Entries taken from a collection
-----
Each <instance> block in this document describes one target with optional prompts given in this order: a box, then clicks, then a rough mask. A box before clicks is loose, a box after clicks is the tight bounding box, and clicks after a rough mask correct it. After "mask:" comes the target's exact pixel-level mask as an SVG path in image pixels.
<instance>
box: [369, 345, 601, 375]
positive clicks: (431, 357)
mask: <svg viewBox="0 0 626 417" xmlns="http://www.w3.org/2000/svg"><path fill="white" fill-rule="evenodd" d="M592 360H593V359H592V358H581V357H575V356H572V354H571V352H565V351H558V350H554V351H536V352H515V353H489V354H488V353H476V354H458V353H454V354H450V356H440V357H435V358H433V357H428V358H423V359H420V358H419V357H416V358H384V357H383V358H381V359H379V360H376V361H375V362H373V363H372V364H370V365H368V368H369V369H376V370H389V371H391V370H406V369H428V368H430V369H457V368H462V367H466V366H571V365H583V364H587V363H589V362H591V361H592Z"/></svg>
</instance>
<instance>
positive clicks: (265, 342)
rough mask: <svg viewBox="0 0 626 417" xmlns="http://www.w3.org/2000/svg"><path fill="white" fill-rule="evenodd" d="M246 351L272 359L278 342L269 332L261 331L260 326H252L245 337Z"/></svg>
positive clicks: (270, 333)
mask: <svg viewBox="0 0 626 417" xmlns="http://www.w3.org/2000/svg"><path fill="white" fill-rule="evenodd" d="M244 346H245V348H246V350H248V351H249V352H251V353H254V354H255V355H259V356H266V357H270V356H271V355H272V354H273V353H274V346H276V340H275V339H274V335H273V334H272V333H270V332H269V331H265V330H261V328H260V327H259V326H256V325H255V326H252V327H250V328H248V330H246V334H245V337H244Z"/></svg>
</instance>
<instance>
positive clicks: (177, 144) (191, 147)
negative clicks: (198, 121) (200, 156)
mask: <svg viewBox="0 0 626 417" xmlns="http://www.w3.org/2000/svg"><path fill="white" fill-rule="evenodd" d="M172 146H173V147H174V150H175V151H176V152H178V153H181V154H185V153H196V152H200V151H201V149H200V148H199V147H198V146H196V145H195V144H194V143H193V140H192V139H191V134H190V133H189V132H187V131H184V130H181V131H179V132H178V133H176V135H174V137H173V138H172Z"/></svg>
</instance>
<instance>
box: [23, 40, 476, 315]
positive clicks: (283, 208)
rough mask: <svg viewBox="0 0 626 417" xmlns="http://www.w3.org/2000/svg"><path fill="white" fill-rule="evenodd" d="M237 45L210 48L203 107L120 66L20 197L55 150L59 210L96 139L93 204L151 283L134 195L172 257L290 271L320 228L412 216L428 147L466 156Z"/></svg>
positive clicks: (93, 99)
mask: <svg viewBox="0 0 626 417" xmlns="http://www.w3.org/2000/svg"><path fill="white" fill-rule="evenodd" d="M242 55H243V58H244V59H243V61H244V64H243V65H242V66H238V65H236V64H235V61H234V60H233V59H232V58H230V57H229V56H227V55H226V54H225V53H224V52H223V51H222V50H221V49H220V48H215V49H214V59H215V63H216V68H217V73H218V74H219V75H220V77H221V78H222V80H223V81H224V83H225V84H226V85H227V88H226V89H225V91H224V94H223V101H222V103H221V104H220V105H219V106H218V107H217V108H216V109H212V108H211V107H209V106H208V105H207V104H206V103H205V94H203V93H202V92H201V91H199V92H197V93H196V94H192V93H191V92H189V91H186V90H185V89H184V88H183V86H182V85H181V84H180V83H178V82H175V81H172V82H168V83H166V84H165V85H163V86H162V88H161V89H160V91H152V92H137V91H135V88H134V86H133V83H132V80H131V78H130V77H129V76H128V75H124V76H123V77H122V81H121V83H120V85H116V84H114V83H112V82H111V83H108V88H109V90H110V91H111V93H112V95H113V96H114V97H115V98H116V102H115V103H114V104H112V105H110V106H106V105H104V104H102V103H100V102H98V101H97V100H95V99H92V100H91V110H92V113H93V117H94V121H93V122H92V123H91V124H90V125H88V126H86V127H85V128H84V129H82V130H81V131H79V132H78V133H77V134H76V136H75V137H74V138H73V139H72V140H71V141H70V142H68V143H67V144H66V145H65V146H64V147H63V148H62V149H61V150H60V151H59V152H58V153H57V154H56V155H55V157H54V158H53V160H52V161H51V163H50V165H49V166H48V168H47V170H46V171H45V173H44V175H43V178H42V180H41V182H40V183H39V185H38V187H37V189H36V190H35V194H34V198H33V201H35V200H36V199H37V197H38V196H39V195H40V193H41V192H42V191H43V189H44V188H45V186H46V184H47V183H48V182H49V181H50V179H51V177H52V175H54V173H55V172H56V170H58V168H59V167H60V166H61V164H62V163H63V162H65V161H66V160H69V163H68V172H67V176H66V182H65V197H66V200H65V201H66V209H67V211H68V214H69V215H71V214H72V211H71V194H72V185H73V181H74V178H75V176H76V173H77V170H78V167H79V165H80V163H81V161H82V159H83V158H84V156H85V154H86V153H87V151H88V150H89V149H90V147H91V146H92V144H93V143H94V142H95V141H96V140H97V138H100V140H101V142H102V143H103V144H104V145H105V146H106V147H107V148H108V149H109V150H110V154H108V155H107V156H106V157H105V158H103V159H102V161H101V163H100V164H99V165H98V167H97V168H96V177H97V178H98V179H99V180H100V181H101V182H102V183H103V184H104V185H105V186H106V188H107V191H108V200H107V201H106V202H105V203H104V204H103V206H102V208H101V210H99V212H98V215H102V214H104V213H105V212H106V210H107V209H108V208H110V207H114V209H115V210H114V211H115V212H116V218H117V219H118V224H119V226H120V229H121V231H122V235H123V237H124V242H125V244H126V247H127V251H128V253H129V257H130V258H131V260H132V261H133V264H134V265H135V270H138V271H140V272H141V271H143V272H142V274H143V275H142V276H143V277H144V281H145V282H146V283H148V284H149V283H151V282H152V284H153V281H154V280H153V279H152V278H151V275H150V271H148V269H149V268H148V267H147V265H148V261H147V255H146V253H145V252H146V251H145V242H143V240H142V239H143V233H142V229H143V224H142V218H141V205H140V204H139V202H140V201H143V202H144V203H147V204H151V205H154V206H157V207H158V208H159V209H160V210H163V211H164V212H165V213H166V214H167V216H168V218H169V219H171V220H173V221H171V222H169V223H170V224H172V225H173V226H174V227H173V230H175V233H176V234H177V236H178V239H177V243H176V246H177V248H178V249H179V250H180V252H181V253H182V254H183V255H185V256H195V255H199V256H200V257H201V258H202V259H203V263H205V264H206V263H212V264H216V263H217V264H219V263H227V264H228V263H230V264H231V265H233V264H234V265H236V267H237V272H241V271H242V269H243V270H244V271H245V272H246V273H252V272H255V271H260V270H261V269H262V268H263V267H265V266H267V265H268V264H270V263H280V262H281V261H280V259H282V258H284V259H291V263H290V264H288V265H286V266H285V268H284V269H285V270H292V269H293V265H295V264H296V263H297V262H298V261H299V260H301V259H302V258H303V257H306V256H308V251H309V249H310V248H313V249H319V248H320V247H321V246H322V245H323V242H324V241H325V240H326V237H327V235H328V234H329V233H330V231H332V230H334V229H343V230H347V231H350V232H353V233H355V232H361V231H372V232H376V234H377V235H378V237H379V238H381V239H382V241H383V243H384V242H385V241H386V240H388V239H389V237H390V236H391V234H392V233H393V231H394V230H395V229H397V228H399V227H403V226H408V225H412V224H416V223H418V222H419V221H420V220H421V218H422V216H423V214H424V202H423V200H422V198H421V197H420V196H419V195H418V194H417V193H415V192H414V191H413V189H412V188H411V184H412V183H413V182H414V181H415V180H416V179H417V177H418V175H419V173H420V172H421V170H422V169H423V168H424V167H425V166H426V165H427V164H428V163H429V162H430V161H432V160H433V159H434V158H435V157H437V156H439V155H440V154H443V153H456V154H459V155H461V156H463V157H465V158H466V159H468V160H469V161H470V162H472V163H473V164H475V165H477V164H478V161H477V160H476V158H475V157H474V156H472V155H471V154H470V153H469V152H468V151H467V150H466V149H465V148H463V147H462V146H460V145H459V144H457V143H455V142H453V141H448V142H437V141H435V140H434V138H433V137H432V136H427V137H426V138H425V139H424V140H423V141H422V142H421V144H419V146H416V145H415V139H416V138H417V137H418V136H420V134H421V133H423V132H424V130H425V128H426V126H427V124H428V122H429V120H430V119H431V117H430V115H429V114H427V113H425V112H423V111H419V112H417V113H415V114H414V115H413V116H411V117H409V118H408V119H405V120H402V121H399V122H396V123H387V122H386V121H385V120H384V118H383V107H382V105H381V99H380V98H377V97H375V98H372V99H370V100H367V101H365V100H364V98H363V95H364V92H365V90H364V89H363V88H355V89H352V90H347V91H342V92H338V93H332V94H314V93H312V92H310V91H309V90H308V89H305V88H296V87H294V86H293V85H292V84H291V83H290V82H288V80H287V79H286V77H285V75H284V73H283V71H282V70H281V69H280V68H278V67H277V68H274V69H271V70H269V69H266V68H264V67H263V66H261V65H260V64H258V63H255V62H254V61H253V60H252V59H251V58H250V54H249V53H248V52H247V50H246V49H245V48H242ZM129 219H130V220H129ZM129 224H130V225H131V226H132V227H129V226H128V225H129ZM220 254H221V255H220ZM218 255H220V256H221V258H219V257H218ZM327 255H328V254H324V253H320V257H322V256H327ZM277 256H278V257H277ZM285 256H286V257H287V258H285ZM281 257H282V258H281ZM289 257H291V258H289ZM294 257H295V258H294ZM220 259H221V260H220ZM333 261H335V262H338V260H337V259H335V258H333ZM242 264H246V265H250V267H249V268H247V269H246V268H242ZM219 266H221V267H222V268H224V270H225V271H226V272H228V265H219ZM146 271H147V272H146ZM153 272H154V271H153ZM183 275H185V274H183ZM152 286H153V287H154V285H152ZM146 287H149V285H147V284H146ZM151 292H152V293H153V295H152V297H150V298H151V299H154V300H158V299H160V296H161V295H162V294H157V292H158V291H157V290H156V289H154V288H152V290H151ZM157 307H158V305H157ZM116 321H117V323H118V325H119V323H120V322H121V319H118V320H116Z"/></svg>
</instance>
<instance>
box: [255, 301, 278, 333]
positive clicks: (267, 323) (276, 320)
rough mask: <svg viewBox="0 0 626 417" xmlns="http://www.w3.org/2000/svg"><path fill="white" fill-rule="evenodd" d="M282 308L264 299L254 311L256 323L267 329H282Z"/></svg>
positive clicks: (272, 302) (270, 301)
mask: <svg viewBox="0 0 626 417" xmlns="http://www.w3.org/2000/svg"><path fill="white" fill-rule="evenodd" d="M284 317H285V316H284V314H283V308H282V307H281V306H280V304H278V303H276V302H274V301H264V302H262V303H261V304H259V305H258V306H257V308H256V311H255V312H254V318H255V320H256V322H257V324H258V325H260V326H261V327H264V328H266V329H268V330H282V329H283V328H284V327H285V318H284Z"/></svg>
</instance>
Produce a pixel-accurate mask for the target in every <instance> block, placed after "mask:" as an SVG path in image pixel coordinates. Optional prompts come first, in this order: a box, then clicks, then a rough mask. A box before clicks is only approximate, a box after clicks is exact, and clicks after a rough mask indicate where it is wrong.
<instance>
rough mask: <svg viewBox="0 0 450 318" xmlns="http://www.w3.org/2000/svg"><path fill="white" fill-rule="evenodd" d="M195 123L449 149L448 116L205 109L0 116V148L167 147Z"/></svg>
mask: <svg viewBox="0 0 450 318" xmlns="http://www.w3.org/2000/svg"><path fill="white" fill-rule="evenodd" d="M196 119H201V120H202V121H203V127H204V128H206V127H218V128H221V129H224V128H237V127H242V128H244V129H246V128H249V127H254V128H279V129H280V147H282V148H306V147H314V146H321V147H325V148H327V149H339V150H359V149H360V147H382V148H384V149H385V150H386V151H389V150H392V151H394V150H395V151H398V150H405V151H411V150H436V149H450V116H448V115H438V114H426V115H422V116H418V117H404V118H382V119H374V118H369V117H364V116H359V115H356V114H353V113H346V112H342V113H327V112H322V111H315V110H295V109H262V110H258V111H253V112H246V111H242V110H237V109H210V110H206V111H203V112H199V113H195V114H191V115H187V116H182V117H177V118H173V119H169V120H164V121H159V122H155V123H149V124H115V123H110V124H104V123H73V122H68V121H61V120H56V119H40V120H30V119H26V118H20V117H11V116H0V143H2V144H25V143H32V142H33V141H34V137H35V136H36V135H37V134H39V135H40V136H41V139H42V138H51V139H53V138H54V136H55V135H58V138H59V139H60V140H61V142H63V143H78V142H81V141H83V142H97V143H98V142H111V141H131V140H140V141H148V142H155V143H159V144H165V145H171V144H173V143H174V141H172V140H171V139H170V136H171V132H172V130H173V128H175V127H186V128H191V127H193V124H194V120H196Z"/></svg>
-----
- **ACTIVITY**:
Take every line from the data above that holds "prompts" and copy it out.

- **OUTPUT**:
Each <instance> block in this document describes one target with optional prompts given in this order: a box, then clicks, then a rough mask. A box before clicks is loose, a box after clicks is the tight bounding box, and clicks after a rough mask correct it. After "mask:" comes the target's exact pixel-level mask as an SVG path in image pixels.
Produce a pixel-accurate mask for the target in every <instance> block, placed after "mask:" as an SVG path in image pixel coordinates. Optional prompts come first, in this order: a box, then clicks, then a rough mask. A box before clicks is only approximate, a box after clicks is exact, and clicks after a rough mask indicate where it is wrong.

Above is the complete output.